[Extracted records]
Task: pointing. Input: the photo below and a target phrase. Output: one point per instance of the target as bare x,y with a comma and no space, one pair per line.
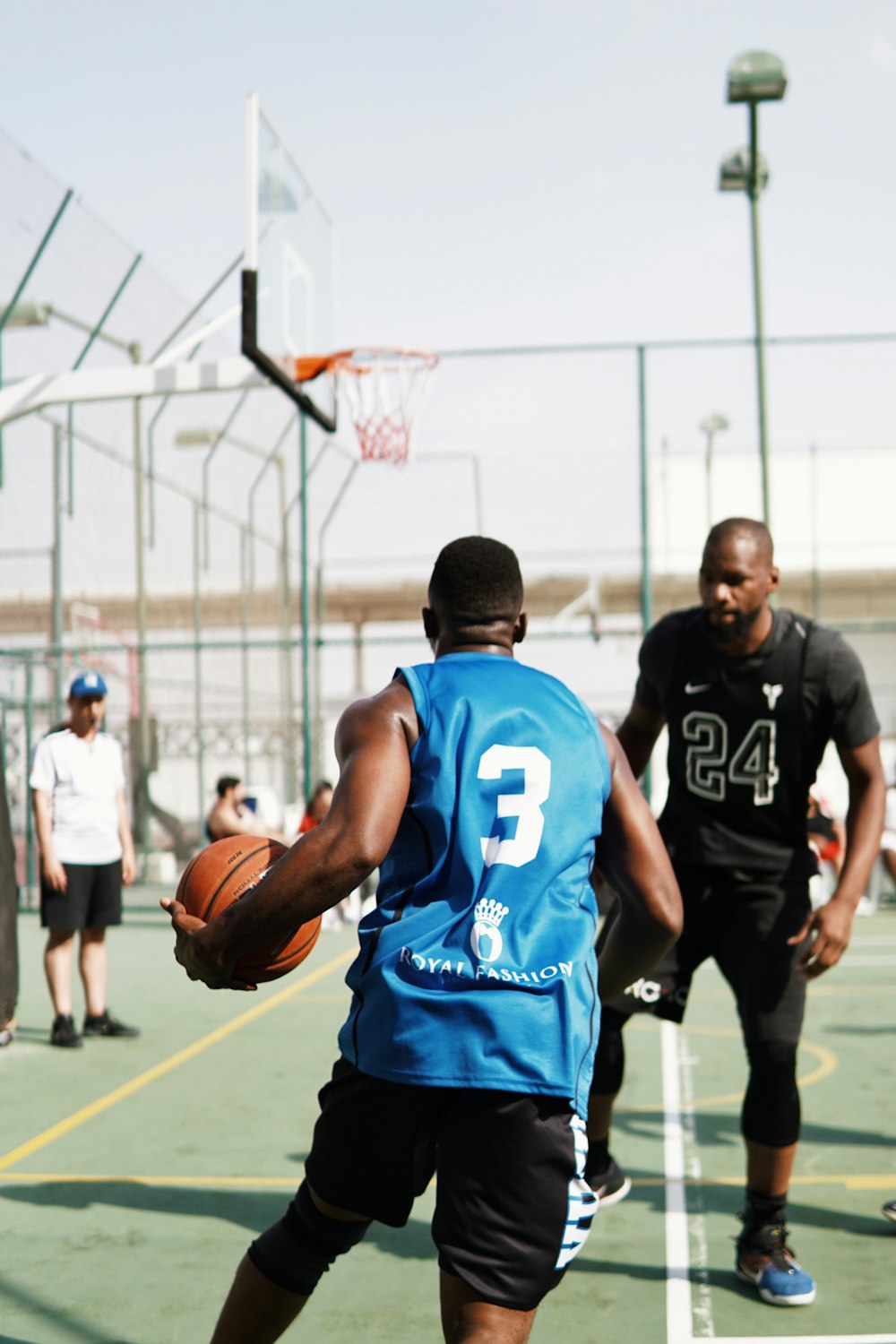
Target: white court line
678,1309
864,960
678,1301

DIRECTIONS:
Give an exact copy of the data, and omit any pictures it holds.

REPLY TO THE EXERCISE:
Task: pointing. Input: the photo below and a target phrase. Output: one point per instance of the target as bare x,y with a comma and no space, one pair per line.
Target: white court line
678,1309
864,960
678,1301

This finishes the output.